#### Task description:
In the forum thread about selling a wasp photograph, what print size did the entomologist from Tennessee want to buy?

--- START Text provided ---

# Can't believe it.. Sold a Wasp Shot already!  lol!



## cgipson1 (Jul 26, 2012)

Had an entomologist out of Tennessee write me and he wanted to buy a 20x30 of this shot:







[/url]
Yellow Jacket Face by CGipson Photography, on Flickr

Said his sister sent him a link from my Facebook.... my first Facebook sale! I am so ashamed!  lol!

Already ordered and on the way!  

Please ignore the watermark.. Flickr Link!


----------



## ceejtank (Jul 26, 2012)

I HAATE YELLOWJACKETS.. was that thing dead when you shot it? Did you step on it afterwards? Those things are effing violent.


----------



## Robin Usagani (Jul 26, 2012)

Sweet!  My first sale was a car photo similar to this one.

http://usagani.com/img/s3/v23/p1036923242-3.jpg


----------



## PinkDoor (Jul 26, 2012)

Congrats Charlie!!!


----------



## jwbryson1 (Jul 26, 2012)

Sell out...

:smileys:


----------



## cgipson1 (Jul 26, 2012)

ceejtank said:


> I HAATE YELLOWJACKETS.. was that thing dead when you shot it? Did you step on it afterwards? Those things are effing violent.



You must not have seen the other threads! lol! I got stung twice taking out a nest. This one was on my shirt when I came in.. and my girlfriend freaked when she saw it (I didn't know it was there obviously!). I caught it and made it model for me!   Even got a good shot of it's stinger protruding!


----------



## cgipson1 (Jul 26, 2012)

Schwettylens said:


> Sweet!  My first sale was a car photo similar to this one.
> 
> http://usagani.com/img/s3/v23/p1036923242-3.jpg



Yep... first facebook sale! I usually don't post much there... will have to start!  lol!


----------



## cgipson1 (Jul 26, 2012)

PinkDoor said:


> Congrats Charlie!!!



Thank you!


----------



## cgipson1 (Jul 26, 2012)

jwbryson1 said:


> Sell out...
> 
> :smileys:



Yea.. I am going to go commercial! Macro.. lol! Everybody want's giant bug pics, right?  lol!


----------



## ceejtank (Jul 26, 2012)

cgipson1 said:


> ceejtank said:
> 
> 
> > I HAATE YELLOWJACKETS.. was that thing dead when you shot it? Did you step on it afterwards? Those things are effing violent.
> ...



Yeahhh I saw them.  Yellow jackets are the one bee/wasp I'm allergic to.. those stings hurt too.  Good shot - terrifying subject. haha


----------



## LizardKing (Jul 26, 2012)

--- END Text provided ---
--- START Dataset content ---

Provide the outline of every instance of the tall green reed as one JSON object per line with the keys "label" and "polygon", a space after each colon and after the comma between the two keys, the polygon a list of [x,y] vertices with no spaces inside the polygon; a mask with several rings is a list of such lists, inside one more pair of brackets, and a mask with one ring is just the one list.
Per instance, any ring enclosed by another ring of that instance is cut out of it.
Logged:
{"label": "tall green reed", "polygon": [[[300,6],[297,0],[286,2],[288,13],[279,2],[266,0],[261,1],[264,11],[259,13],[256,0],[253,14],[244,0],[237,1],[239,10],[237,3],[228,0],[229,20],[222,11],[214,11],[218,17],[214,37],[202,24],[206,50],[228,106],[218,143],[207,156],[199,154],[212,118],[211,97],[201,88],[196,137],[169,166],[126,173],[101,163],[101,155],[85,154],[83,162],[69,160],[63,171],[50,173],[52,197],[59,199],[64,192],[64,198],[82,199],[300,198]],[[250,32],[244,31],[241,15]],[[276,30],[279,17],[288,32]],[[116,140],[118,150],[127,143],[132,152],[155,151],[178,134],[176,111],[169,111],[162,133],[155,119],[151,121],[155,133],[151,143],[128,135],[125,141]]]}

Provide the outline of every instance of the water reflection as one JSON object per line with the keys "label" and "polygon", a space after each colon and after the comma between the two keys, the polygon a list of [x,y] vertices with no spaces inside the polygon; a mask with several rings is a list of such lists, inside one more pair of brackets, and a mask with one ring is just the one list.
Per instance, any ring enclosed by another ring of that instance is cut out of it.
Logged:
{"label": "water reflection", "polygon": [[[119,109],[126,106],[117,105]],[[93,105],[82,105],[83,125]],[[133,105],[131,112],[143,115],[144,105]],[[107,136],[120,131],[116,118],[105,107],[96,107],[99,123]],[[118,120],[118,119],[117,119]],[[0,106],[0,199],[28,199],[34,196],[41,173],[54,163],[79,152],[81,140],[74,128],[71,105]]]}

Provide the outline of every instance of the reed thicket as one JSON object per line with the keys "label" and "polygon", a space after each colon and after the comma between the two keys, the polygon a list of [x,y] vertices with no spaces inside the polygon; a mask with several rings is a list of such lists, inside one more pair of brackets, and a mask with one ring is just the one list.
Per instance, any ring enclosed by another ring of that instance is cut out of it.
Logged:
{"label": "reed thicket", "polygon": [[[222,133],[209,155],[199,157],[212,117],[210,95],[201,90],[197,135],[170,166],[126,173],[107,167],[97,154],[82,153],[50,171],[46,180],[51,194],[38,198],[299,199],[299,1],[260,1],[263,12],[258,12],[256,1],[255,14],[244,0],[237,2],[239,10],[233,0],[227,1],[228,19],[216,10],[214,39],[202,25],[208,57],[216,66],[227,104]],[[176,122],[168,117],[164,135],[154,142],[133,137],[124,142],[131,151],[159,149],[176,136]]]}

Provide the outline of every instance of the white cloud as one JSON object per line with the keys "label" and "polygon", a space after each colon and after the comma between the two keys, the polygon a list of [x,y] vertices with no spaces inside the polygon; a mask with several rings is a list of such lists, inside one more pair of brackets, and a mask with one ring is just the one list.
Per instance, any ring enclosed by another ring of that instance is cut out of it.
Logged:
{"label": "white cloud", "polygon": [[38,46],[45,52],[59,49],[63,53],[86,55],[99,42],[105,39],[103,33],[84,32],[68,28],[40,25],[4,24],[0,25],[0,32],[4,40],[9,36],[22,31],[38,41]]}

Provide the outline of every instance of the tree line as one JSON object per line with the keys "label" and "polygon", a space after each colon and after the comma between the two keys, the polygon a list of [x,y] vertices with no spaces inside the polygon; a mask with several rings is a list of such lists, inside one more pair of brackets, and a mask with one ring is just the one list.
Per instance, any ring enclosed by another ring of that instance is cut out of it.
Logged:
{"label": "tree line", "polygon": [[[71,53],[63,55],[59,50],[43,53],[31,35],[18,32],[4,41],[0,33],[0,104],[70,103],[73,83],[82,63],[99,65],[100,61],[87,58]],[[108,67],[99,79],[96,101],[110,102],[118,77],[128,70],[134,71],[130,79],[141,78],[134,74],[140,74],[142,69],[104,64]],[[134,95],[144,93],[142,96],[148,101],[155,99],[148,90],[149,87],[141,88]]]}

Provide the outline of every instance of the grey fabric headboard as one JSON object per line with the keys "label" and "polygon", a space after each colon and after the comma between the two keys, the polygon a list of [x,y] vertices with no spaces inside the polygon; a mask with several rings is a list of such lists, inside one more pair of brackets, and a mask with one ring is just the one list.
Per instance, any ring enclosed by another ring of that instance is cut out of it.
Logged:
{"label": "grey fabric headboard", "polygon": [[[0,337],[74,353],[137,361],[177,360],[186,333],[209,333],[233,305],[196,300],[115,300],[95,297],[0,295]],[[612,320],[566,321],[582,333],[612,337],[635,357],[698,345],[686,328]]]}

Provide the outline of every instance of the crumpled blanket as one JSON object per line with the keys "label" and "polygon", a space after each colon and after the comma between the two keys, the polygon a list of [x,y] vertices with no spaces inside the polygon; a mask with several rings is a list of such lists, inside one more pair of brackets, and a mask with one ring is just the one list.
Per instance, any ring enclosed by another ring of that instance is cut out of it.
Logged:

--- END Dataset content ---

#### Full output:
A 20x30 print.